PROBLEM TO SOLVE: Go through the entries below and print, exactly, the lines starting at the one with "[indicate] the palm tree -- for" and ending at the one with "[indicate] the high-rise", keeping both ends and no others.

RECORDS PROVIDED:
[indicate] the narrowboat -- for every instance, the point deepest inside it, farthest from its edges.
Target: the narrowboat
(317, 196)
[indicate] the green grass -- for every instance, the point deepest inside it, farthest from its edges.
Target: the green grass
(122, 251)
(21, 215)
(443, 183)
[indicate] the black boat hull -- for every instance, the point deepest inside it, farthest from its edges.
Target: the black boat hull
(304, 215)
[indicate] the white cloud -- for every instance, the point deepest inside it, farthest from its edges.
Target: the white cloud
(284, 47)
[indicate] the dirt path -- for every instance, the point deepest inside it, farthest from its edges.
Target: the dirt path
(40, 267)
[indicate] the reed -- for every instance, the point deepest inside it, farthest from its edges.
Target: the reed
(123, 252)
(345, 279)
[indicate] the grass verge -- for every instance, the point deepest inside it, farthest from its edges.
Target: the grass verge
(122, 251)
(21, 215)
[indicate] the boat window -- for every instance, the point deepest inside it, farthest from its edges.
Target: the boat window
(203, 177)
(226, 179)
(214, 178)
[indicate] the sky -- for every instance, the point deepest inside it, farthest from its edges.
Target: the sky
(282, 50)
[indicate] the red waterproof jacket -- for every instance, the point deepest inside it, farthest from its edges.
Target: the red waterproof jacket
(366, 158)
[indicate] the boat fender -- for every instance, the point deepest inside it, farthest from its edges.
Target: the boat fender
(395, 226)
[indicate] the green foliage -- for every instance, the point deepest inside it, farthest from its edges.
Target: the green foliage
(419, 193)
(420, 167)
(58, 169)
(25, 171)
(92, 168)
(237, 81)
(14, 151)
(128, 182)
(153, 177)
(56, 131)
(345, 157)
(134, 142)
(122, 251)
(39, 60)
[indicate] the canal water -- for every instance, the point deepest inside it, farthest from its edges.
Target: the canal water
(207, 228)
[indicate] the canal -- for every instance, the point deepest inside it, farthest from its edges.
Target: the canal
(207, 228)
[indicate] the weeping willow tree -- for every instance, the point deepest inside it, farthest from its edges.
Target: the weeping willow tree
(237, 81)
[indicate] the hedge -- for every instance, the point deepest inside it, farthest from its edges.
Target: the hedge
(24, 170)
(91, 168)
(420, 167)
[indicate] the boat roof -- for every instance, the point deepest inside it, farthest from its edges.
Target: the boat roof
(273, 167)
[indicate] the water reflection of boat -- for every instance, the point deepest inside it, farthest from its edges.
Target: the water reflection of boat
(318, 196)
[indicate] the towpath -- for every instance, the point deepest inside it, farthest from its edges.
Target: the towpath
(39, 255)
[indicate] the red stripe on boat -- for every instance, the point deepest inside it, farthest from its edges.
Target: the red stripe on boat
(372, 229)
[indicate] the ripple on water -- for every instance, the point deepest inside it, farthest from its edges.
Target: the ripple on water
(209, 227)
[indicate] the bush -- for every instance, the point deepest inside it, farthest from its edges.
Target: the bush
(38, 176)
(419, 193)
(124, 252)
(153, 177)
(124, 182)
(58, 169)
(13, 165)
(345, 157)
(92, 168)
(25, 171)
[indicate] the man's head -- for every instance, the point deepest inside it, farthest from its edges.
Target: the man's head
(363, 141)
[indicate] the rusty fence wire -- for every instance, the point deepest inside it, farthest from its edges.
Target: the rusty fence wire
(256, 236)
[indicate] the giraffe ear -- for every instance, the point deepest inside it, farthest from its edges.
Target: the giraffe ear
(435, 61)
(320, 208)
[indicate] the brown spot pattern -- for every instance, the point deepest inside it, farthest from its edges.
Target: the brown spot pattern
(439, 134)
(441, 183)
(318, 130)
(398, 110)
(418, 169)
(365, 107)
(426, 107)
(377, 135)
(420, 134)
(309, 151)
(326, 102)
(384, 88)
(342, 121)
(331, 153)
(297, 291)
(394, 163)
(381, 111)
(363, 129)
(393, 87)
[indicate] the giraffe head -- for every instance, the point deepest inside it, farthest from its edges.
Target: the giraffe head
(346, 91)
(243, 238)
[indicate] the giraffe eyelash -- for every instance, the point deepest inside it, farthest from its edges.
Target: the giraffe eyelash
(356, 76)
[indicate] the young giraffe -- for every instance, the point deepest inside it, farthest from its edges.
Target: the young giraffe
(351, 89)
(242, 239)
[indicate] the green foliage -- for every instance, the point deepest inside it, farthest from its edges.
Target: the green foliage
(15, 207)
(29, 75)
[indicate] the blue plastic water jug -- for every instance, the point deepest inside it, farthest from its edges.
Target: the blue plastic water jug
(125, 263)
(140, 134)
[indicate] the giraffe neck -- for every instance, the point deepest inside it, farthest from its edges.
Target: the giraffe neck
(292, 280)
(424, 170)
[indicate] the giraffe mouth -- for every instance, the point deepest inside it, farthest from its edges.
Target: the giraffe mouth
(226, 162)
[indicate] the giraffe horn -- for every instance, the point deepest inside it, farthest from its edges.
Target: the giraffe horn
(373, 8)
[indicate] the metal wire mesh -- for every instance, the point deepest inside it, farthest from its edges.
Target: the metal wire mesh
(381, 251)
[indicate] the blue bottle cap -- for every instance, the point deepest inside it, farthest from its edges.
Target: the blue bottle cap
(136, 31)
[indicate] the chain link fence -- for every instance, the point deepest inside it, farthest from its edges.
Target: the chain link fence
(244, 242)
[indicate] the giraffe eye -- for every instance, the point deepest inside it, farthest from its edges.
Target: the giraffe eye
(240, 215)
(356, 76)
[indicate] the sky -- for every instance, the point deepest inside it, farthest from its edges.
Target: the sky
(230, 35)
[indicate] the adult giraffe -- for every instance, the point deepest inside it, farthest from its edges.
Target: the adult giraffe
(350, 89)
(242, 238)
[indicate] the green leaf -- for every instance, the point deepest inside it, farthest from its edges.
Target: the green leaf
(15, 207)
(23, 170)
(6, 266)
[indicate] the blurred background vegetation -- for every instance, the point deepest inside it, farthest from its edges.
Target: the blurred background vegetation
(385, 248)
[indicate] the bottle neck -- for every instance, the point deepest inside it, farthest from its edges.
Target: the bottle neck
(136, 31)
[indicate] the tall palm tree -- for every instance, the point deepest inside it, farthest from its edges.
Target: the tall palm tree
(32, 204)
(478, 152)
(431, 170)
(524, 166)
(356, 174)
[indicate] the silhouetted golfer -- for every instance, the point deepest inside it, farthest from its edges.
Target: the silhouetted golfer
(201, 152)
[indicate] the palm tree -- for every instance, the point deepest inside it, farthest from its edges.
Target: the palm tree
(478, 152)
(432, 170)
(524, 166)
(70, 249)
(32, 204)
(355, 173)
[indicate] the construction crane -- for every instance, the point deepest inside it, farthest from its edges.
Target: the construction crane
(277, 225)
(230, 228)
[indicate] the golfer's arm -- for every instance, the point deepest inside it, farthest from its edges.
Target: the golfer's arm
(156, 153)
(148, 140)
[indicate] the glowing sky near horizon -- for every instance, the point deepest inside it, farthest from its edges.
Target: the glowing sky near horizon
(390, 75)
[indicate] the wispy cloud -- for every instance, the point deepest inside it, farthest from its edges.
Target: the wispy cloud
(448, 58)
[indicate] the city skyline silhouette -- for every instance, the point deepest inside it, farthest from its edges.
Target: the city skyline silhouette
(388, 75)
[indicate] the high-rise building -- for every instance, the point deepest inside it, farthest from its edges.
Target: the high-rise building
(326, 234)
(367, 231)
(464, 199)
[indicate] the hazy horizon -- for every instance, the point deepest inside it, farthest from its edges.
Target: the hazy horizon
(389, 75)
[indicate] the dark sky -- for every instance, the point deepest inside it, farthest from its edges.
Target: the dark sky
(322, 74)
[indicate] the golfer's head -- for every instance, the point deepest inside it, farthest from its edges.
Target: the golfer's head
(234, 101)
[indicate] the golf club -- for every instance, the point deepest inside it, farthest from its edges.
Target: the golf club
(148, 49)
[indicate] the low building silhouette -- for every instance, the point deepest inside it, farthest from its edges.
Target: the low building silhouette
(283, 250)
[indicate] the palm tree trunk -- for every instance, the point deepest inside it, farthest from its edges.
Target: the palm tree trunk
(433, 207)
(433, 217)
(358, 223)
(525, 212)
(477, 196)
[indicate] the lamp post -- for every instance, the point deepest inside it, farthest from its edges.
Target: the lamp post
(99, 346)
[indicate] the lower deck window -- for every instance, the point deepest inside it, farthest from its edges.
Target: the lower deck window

REPLY TO THE EXERCISE:
[indicate] the palm tree -- for every instance, the point deepest inside it, farthest from its edges.
Target: the palm tree
(478, 152)
(432, 170)
(524, 166)
(70, 249)
(32, 204)
(355, 173)
[indicate] the construction crane -- for every instance, the point deepest inside it, farthest from its edges.
Target: the construction crane
(277, 225)
(230, 228)
[indicate] the golfer's arm -- for every instance, the point deepest inside it, farthest from its edges.
Target: the golfer's arm
(156, 153)
(148, 140)
[indicate] the glowing sky near horizon -- for every instance, the point deepest inside it, farthest from its edges.
Target: the glowing sky near horizon
(390, 75)
[indicate] the wispy cloud -- for every instance, the point deepest inside it, farthest from its edges.
Target: the wispy cloud
(448, 58)
[indicate] the city skyline silhouette -- for every instance, the point deepest inside it, farthest from its edges.
Target: the city skyline silhouette
(388, 75)
[indicate] the high-rise building -- for every instance, the point deepest inside it, farthest from its edges.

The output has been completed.